* begin PAGE TEXT *

I think I have found a part number MPN: 10093226
Apparently these are the same screws as used in the following models:
EFA-109-1AV
EFA-109-7AV
EFA-109-9AV
EFA-109D-2AV
EFA-109D-7AV
EFA-109D-8AV
EFA-109SG-9AV
EFA-110-1AV
EFA-110-7AV
EFA-110D-1AV
EFA-110D-2AV
EFA-110D-7AV
EFA-113D-1AV
EFA-113D-2AV
EFA-113D-7AV
EFA-113L-1A1V
EFA-113L-1A2V
EFA-114D-1AV
EFA-114D-2AV
EFA-114D-7AV
EFA-114L-1AV
EFA-114L-4AV
EFA-115D-1A1V
EFA-115D-1A7V
EFA-115D-2AV
EFA-115L-1A1V
EFA-115L-1A7V
EFA-116D-1A1V
EFA-116D-1A7V
EFA-116D-2AV
EFA-116D-6AV
EFA-116L-1A4V
EFA-116L-1A7V
EFA-119BK-1AV
EFA-119D-1A4V
EFA-119D-1A7V
EFA-119D-2AV
EFA-119D-7AV
EFA-120D-1AV
EFA-120D-2AV
EFA-120D-7AV
EFA-120L-1A1V
EFA-120L-1A2V
EFA-122D-1AV
EFA-122D-2AV
EFA-122D-7AV
EFD-1000-1V
EFD-1000-2V
EFD-1000-4V
EFD-1000-7V
EFD-1000-9V
EFD-1000D-1V
EFD-102
EFD-104-1V
EFD-104D-2V
EFD-105-1V
EFD-105D-8V
EFS-12D-1AV
EFS-12D-2AV
EFS-12D-4AV
EFS-12D-7AV
EFS-12D-9AV
WEF-115WC-1AV
WEF-116WC-1AV
And other models...

Shipping cost from Casio parts in the US to Australia is ridiculous for 4 tiny screws, ($80 + !) so if anyone has a non-functioning watch of any of the above models and is willing to liberate the case back screws, I'd be happy to pay something more reasonable for them + delivery.

* end PAGE TEXT *

→ **PROBLEMS AND TASKS**:
A. Please report every line in the records that contains the string "facade", copying each one in full.
B. Pick up the post about the Casio case back screws after its last sentence and continue it.

* begin ROWS *

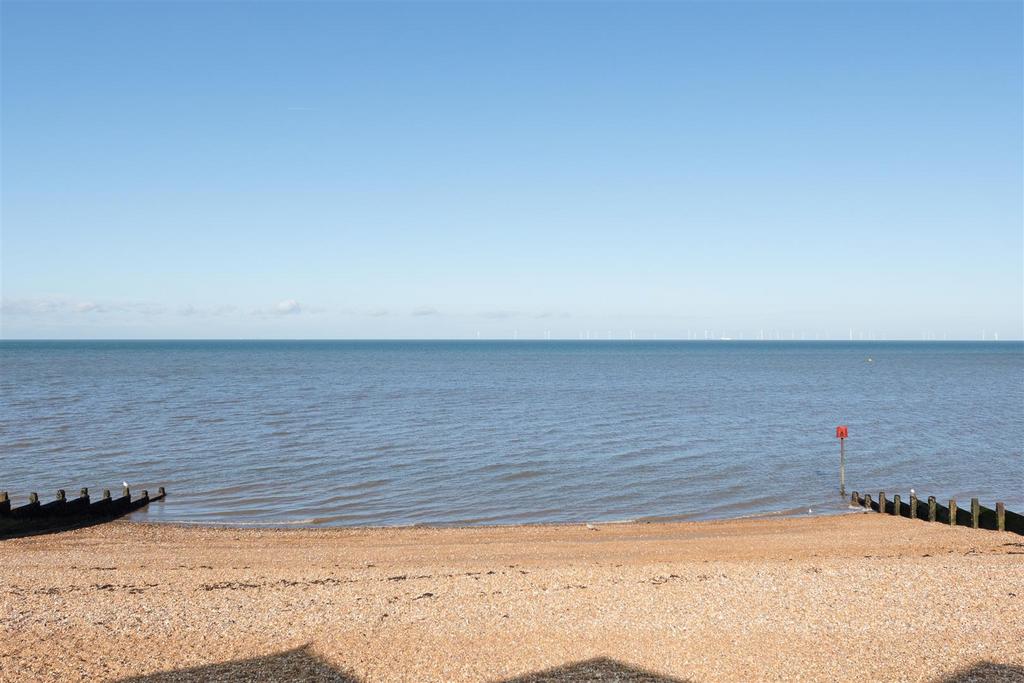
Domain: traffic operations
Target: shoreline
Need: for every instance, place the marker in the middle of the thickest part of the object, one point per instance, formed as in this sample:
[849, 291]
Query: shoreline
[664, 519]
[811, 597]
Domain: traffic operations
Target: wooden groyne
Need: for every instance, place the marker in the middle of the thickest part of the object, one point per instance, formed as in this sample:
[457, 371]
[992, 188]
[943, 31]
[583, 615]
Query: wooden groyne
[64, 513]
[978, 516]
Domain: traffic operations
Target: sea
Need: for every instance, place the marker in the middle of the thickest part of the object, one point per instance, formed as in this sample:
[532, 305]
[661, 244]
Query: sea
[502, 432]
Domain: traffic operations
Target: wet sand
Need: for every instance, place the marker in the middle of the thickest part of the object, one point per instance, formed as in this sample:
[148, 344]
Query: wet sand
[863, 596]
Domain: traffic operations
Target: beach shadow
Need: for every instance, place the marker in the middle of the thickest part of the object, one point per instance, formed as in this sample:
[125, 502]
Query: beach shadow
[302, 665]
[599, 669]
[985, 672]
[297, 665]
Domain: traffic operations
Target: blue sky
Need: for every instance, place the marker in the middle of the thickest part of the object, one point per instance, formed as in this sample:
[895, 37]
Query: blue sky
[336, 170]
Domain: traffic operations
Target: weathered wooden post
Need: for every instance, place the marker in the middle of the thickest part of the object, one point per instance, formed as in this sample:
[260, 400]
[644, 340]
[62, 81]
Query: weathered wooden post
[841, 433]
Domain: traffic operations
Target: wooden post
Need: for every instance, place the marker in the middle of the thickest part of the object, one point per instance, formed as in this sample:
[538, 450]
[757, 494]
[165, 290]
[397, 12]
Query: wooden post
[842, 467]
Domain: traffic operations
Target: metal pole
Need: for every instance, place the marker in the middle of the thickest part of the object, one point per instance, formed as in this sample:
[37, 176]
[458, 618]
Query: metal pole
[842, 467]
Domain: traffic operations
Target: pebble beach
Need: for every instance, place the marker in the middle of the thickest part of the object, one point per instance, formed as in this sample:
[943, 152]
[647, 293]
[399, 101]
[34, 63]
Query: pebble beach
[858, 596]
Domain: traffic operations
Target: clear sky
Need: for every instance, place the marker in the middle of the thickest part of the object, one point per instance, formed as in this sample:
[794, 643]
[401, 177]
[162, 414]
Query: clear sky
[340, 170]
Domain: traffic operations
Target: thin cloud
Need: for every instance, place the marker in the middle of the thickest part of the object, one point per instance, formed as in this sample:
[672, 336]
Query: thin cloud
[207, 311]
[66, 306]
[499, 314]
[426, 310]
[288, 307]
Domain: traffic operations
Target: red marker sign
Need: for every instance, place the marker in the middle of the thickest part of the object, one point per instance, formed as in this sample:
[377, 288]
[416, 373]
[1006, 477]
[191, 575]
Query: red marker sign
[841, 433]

* end ROWS *
* begin ROWS *

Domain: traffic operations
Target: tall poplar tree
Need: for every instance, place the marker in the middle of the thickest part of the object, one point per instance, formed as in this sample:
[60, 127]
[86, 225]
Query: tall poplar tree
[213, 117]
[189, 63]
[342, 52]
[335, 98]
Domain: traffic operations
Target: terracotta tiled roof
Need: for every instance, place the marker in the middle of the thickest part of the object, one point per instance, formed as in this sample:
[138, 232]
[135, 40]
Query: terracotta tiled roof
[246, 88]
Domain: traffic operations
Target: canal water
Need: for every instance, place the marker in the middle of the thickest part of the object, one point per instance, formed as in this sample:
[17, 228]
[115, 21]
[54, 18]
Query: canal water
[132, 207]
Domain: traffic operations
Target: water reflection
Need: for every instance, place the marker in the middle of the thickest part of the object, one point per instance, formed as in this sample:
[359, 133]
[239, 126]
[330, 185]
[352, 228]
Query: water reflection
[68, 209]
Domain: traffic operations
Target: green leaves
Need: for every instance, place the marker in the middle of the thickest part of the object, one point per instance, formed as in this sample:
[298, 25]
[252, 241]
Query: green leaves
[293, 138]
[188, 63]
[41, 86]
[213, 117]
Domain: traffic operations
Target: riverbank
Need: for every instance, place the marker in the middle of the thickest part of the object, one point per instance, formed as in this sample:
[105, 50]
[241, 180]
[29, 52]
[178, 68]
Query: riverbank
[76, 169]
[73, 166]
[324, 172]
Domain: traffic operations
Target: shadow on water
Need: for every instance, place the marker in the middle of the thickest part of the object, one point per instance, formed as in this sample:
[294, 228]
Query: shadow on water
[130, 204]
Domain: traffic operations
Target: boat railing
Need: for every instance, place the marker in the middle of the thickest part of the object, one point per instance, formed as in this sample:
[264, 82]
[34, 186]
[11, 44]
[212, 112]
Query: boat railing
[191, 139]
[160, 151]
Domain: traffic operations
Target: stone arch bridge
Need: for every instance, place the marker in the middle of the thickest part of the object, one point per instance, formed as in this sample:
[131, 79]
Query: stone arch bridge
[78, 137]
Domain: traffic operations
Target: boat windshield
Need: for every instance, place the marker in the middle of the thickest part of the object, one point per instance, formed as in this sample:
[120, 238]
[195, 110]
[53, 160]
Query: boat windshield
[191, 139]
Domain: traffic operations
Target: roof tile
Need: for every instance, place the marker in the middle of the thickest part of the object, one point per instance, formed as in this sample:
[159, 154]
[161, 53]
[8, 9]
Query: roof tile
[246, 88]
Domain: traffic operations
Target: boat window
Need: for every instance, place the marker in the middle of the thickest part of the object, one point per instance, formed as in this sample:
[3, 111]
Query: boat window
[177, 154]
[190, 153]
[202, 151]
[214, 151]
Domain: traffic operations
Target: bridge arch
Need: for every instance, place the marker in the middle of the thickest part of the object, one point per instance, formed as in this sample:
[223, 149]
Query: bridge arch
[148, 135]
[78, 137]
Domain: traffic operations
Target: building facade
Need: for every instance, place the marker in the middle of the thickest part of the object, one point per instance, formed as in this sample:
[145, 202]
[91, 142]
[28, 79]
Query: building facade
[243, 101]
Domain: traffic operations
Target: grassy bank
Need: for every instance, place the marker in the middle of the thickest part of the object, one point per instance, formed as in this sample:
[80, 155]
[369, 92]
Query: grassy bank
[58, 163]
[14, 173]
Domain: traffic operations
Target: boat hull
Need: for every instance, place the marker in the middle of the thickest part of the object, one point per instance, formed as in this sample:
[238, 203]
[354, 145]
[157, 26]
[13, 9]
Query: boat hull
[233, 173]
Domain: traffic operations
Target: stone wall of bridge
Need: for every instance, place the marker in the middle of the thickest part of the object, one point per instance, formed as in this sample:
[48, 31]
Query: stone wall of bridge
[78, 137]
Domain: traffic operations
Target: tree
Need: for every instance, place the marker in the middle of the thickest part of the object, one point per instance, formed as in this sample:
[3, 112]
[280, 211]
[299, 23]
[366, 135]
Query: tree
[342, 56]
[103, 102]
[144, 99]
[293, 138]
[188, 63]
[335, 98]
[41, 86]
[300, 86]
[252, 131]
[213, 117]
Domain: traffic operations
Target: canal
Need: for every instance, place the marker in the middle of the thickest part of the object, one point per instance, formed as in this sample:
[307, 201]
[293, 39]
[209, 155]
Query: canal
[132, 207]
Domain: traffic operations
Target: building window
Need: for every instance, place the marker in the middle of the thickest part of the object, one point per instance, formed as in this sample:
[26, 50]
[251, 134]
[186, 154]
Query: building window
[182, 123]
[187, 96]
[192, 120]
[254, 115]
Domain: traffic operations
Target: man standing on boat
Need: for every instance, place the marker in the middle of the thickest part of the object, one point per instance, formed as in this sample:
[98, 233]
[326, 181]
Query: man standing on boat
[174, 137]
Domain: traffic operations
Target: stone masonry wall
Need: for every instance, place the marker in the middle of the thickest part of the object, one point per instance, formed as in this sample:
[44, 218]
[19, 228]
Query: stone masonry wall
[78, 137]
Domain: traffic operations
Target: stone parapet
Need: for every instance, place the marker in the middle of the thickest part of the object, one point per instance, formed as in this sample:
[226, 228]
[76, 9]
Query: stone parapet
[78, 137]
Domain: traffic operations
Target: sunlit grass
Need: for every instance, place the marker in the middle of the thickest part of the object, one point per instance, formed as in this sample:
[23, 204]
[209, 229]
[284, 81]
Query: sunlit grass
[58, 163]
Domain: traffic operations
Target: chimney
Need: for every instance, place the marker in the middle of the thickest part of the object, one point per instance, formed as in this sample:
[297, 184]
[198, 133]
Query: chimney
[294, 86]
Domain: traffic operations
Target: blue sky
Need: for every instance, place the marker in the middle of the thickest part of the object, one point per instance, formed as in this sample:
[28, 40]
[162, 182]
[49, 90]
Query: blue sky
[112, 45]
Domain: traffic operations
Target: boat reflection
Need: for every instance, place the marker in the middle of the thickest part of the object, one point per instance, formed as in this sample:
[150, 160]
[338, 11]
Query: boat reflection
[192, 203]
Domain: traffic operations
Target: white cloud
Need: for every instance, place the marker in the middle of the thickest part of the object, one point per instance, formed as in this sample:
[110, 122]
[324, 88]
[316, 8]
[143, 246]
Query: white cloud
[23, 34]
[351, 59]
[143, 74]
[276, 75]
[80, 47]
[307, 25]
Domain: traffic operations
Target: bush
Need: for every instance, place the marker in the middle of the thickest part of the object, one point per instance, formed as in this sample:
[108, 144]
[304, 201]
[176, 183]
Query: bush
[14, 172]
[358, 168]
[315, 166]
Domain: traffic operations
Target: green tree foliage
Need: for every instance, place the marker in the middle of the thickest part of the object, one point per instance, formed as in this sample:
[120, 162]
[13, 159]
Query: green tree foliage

* end ROWS *

→ **EXPECTED RESPONSES**:
A.
Target: building facade
Query: building facade

B.
Gunnar_917 said:


> ^^ tells the truth on Internet forums


So many watches, So little time...


----------



## sodamonkey

Does anyone have any G Shock e clips/rings to donate to a stripped down DW-6600?

I've used them in other projects and now need another 3.

Seen them on eBay but stupid money for the tiny things!!

I'd be happy to cover postage, but maybe best for any of my fellow f17 pals in the UK if they have any so I keep costs down?

Thanks

Sent from my P027 using Tapatalk


----------



## acadian

shot in the dark...

anyone with a old DW-5600C back cover they are no longer using?


----------



## Charles89

acadian said:


> shot in the dark...
> 
> anyone with a old DW-5600C back cover they are no longer using?


There is or was one on ebay for roughly $10-20.


----------



## acadian

Charles89 said:


> There is or was one on ebay for roughly $10-20.


I saw that last night. Messaged the seller this morning.

Thanks for the heads up.


----------



## Buellrider

Anyone have any DW-5600C bezel screws they are willing to part with? I purchased some from an eBay seller in Greece but they have not arrived yet, looks like they may be lost. Seller is resending them but it is very slow shipping and I wanna get this thing on my wrist soon.


----------



## BADY

G-300 for parts. Found this when walking the dog. Had water damage but WD-40 brought it back to life partially. Has some deep scratches on the glass. Anything you need just ask.


----------



## Drunken_Munki

Looking for an impossible bezel for a long discontinued DW9100-BJ, and i know that trying to find/get one is like trying to push square wheels up a hill. And i know i could buy another one, but i would like to try and get one for this.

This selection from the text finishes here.